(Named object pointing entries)
* * *

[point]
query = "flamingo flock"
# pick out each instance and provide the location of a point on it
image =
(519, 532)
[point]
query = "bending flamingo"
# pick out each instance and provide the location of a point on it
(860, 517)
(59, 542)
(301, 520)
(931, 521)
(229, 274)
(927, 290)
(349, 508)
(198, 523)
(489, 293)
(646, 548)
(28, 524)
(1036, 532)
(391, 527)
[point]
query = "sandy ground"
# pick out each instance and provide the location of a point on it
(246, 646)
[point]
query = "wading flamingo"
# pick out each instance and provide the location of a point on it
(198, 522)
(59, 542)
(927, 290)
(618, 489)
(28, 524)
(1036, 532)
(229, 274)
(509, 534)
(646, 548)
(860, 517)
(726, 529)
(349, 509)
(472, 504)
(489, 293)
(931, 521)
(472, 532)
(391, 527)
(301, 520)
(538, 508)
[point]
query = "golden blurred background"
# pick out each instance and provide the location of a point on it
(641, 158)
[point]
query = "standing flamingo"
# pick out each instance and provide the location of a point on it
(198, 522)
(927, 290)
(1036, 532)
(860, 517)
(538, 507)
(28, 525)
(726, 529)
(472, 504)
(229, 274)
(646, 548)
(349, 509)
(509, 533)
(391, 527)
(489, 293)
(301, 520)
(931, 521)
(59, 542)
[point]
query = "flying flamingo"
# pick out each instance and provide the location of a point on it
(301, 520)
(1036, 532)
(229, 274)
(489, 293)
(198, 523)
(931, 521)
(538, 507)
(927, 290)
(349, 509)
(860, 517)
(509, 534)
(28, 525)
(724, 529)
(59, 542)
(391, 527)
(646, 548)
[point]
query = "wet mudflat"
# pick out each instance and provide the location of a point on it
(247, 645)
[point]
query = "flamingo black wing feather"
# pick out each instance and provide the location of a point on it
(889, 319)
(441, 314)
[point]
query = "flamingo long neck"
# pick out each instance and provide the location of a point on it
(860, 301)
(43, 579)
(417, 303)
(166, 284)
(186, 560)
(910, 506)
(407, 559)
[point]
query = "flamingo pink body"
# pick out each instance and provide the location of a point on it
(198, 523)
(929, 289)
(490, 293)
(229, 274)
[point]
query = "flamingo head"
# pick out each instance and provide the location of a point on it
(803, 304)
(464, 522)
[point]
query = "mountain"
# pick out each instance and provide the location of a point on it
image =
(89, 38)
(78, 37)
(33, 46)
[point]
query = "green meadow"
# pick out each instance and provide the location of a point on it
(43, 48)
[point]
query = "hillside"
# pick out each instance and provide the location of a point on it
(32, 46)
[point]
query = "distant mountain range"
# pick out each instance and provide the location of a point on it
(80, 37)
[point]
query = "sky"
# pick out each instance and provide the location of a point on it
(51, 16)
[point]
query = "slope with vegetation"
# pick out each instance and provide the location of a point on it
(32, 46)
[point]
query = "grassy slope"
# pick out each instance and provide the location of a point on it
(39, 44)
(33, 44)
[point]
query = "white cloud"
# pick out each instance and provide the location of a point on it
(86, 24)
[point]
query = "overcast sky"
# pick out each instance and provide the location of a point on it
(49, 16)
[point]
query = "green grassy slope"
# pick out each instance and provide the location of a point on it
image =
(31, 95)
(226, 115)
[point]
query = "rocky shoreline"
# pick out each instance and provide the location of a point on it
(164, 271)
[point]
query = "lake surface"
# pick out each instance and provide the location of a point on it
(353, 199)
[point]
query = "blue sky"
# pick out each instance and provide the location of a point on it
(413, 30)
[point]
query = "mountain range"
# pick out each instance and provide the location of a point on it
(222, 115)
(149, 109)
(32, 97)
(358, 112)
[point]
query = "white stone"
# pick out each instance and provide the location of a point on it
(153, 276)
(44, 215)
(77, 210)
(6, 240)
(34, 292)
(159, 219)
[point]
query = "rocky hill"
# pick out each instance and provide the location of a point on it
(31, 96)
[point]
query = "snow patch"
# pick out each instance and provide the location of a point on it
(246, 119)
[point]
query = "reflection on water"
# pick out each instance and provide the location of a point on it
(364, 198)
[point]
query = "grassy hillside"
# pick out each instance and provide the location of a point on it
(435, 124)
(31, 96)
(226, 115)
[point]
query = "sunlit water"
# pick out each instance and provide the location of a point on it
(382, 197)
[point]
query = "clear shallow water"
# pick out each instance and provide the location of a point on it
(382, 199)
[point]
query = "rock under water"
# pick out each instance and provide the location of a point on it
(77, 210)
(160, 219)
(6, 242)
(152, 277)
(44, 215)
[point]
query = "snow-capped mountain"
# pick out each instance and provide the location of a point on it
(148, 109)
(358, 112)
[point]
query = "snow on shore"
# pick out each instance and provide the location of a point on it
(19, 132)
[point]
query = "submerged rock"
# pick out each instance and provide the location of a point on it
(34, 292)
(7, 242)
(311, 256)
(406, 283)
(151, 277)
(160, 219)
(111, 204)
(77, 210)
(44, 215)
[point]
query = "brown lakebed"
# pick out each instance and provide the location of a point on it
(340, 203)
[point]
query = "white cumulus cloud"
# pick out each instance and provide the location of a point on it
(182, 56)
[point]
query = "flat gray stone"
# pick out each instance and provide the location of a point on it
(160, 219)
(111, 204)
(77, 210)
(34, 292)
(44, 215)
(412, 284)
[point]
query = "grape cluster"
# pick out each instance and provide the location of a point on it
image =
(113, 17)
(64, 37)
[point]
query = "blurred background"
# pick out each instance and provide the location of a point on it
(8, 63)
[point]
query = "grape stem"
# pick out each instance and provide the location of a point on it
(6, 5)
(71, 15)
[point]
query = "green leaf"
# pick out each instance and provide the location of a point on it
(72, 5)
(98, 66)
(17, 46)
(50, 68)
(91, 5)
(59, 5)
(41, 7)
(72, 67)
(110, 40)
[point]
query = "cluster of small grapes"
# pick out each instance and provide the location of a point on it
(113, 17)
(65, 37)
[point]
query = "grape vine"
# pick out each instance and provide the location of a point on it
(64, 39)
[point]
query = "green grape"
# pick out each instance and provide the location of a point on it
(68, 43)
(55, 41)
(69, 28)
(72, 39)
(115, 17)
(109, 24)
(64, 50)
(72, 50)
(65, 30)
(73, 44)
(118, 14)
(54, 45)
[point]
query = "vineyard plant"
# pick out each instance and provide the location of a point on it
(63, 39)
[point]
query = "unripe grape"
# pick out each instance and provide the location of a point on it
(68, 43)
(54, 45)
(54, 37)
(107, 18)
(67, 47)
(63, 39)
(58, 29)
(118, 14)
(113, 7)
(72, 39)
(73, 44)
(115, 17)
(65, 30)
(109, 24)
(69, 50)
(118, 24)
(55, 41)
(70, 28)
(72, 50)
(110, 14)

* * *

Write out the whole listing exactly.

EXERCISE SOLUTION:
[point]
query = "flamingo flock"
# pick out each instance and provide the location of a point on it
image =
(519, 532)
[point]
query = "bending flamingo"
# pick out each instance and provide the location of a point on it
(860, 517)
(59, 542)
(301, 520)
(931, 521)
(229, 274)
(927, 290)
(349, 508)
(198, 523)
(489, 293)
(646, 548)
(28, 524)
(1036, 532)
(391, 527)
[point]
query = "sandy ground"
# pick out each instance and provide the location of a point on it
(246, 646)
[point]
query = "wading flamingo"
# pick out each instance and provide the location of a point on it
(198, 522)
(59, 542)
(927, 290)
(618, 489)
(28, 524)
(1036, 532)
(229, 274)
(509, 534)
(646, 548)
(860, 517)
(726, 529)
(349, 509)
(472, 504)
(489, 293)
(931, 521)
(472, 532)
(391, 527)
(301, 520)
(538, 508)
[point]
query = "golden blurred background"
# pick out each instance and provide the location of a point on it
(641, 158)
[point]
query = "standing flamingo"
# pick out each instance and provide the location of a point on it
(198, 522)
(927, 290)
(1036, 532)
(860, 517)
(538, 507)
(28, 525)
(726, 529)
(472, 504)
(229, 274)
(646, 548)
(349, 509)
(509, 533)
(391, 527)
(489, 293)
(301, 520)
(931, 521)
(59, 542)
[point]
query = "flying flamingo"
# pick out each instance and provide the location of a point on it
(301, 520)
(1036, 532)
(229, 274)
(489, 293)
(198, 523)
(931, 521)
(538, 507)
(927, 290)
(349, 509)
(860, 517)
(509, 534)
(28, 525)
(724, 529)
(59, 542)
(391, 527)
(646, 548)
[point]
query = "wet mudflat"
# pick out each instance and provide the location of a point on it
(247, 645)
[point]
query = "flamingo black wing feather"
# pick out each instance and provide the location of a point on it
(889, 319)
(441, 314)
[point]
query = "flamingo long neck"
# pick out each instance and provide the location of a point on it
(860, 301)
(43, 579)
(417, 303)
(166, 284)
(186, 560)
(910, 506)
(407, 559)
[point]
query = "flamingo pink body"
# pick out each instance and provide the location of a point on it
(198, 523)
(929, 289)
(490, 293)
(229, 274)
[point]
query = "flamingo head"
# pick out each instance and provide the location of a point on it
(803, 304)
(464, 522)
[point]
query = "mountain"
# pick out each instance and provide the location of a point on it
image =
(89, 38)
(78, 37)
(33, 46)
[point]
query = "green meadow"
# pick out each instance and provide the location of a point on it
(43, 48)
[point]
query = "hillside"
# pick out each instance and provide the location of a point on it
(32, 46)
[point]
query = "distant mountain range"
# pick out each instance and provide the location of a point on it
(80, 37)
[point]
query = "sky"
# pick out each instance and provide the location of a point on it
(51, 16)
[point]
query = "slope with vegetation"
# pick out each instance and provide the location of a point on it
(32, 46)
[point]
query = "grassy slope"
# pick out each instance and provide the location of a point on it
(39, 44)
(33, 44)
[point]
query = "white cloud"
# pick out each instance and provide the location of a point on it
(86, 24)
[point]
query = "overcast sky"
# pick out each instance and provide the location of a point on it
(49, 16)
[point]
query = "green grassy slope"
# pick out each instance and provide the location of a point on it
image =
(31, 95)
(226, 115)
[point]
query = "rocky shoreline"
# pick out each instance and provide the location of a point on it
(164, 271)
[point]
query = "lake surface"
# pick out each instance and provide the location of a point on it
(353, 199)
[point]
query = "blue sky"
# pick out each instance and provide the location of a point on it
(413, 30)
[point]
query = "mountain range"
# pick out each instance and provide the location of a point on it
(222, 115)
(149, 109)
(32, 97)
(358, 112)
[point]
query = "white stone"
# pick out each instance and provide the location of a point on it
(153, 276)
(44, 215)
(77, 210)
(6, 240)
(34, 292)
(159, 219)
[point]
query = "rocky hill"
# pick out each instance and provide the location of a point on it
(31, 96)
[point]
query = "snow patch"
# pick out each instance and provide the location of a point on it
(246, 119)
[point]
query = "reflection on water"
# pick out each instance and provide the location of a point on it
(364, 198)
[point]
query = "grassy hillside"
# pick out each instance and provide the location of a point on it
(435, 124)
(31, 96)
(226, 115)
[point]
query = "sunlit water"
# pick out each instance and provide the location of a point on it
(382, 197)
[point]
query = "clear shallow water"
# pick out each instance and provide the location of a point on it
(382, 199)
[point]
query = "rock under water"
# pick out each instance and provide the location of a point on it
(77, 210)
(160, 219)
(6, 242)
(152, 277)
(44, 215)
[point]
query = "snow-capped mountain"
# pick out each instance and provide the location of a point on it
(148, 109)
(358, 112)
[point]
query = "snow on shore"
# pick out each instance and provide the location of a point on it
(19, 132)
[point]
query = "submerged rock"
# pick out each instance and provide the location of a point on it
(34, 292)
(7, 242)
(311, 256)
(406, 283)
(151, 277)
(160, 219)
(111, 204)
(77, 210)
(44, 215)
[point]
query = "brown lakebed"
# pick out each instance and provide the location of a point on it
(340, 203)
[point]
query = "white cumulus cloud"
# pick out each instance and provide the location of a point on it
(182, 56)
[point]
query = "flat gray stone"
# pick out each instance and provide the location of a point on it
(160, 219)
(111, 204)
(77, 210)
(34, 292)
(44, 215)
(412, 284)
[point]
query = "grape cluster"
# pick out each instance and provide the location of a point on it
image =
(113, 17)
(64, 37)
[point]
query = "blurred background"
# pick out each instance and provide the location of a point on it
(8, 63)
[point]
query = "grape stem"
# pick out each instance and provide the location of a point on it
(6, 5)
(71, 15)
[point]
query = "green leaf"
# pick out each instance and provide the location of a point on it
(72, 5)
(98, 66)
(17, 46)
(50, 68)
(91, 5)
(59, 5)
(41, 7)
(72, 67)
(110, 40)
[point]
query = "cluster of small grapes"
# pick out each instance and provide the location of a point on it
(113, 17)
(65, 37)
[point]
query = "grape vine"
# pick out each instance and provide the location of a point on it
(64, 39)
[point]
query = "green grape"
# pick out each instance and provide the location of a point on it
(68, 43)
(55, 41)
(69, 28)
(72, 39)
(115, 17)
(109, 24)
(64, 50)
(72, 50)
(65, 30)
(73, 44)
(118, 14)
(54, 45)
[point]
query = "vineyard plant"
# pick out each instance and provide the location of a point on it
(63, 39)
[point]
query = "unripe grape"
# pick out each instance and provide the location of a point on it
(68, 43)
(54, 45)
(54, 37)
(107, 18)
(67, 47)
(63, 39)
(58, 29)
(118, 14)
(113, 7)
(72, 39)
(73, 44)
(115, 17)
(65, 30)
(109, 24)
(69, 50)
(118, 24)
(55, 41)
(70, 28)
(72, 50)
(110, 14)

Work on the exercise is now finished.